** SHORT EXERCISE **
Omit all images. Write out the rest of the material exactly.

** RECORD EXTRACTS **
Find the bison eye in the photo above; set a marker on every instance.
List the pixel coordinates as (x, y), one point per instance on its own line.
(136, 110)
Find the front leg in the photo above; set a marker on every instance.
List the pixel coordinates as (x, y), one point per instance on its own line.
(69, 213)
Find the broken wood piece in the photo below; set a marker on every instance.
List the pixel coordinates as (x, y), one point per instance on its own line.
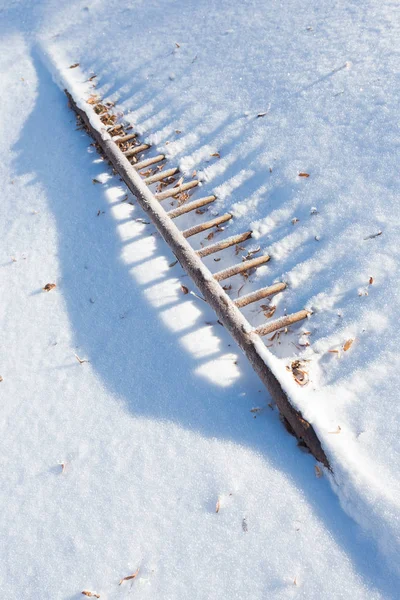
(241, 267)
(260, 294)
(160, 176)
(207, 225)
(281, 322)
(227, 243)
(185, 208)
(177, 190)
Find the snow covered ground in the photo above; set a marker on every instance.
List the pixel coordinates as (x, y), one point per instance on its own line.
(157, 428)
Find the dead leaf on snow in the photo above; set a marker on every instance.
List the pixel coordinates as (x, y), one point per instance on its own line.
(338, 430)
(270, 311)
(49, 286)
(128, 577)
(80, 360)
(299, 374)
(347, 345)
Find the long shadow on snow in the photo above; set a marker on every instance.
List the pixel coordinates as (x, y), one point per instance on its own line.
(127, 352)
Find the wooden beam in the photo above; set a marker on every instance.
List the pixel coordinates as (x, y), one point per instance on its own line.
(160, 175)
(246, 265)
(195, 204)
(125, 138)
(136, 150)
(207, 225)
(226, 243)
(149, 161)
(171, 192)
(231, 317)
(282, 322)
(260, 294)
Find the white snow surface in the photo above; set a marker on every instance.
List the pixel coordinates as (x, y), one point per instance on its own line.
(118, 463)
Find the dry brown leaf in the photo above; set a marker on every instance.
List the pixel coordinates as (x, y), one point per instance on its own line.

** EXERCISE ANSWER **
Find the bison eye in the photo above; set a marker on every instance.
List the pixel coordinates as (x, y), one point per instance on its own line.
(136, 110)
Find the front leg in the photo above; set a marker on every instance.
List the pixel coordinates as (x, y), one point per instance on its own line.
(69, 213)
Find the broken wood piece in the photo below; set a marker on every instance.
List the pixel coordinates as (x, y), one point per instance on its own line.
(241, 267)
(260, 294)
(160, 176)
(207, 225)
(281, 322)
(227, 243)
(185, 208)
(177, 190)
Find the snow covered ground in the photo above; set a marker on every instance.
List the pixel coordinates as (x, y), one point per instance on its own line.
(157, 428)
Find the dead leaf on snow in the photo above; set a marker on every instance.
List the pixel coordinates as (x, y), one point per instance on its own line.
(338, 430)
(270, 311)
(49, 286)
(128, 577)
(80, 360)
(299, 374)
(347, 345)
Find the long shadow on snow in the photo above; set a marker on every instance.
List the pixel coordinates as (x, y), one point per instance on its own line.
(127, 352)
Find the wooden beam in the photo above; set a marker on every instance.
List the pixel coordinates as (x, y), one point per instance on its own line.
(160, 175)
(246, 265)
(195, 204)
(125, 138)
(136, 150)
(207, 225)
(226, 243)
(149, 161)
(171, 192)
(231, 317)
(282, 322)
(260, 294)
Find the white snow surface in the photo above; set a marker on every instance.
List the pixel coordinates as (x, y), one point per instance on its own line.
(118, 463)
Find the dry brown leaf in the photo above; set a marker on every instance.
List the pixel coordinates as (x, y), one point per instance on its own line.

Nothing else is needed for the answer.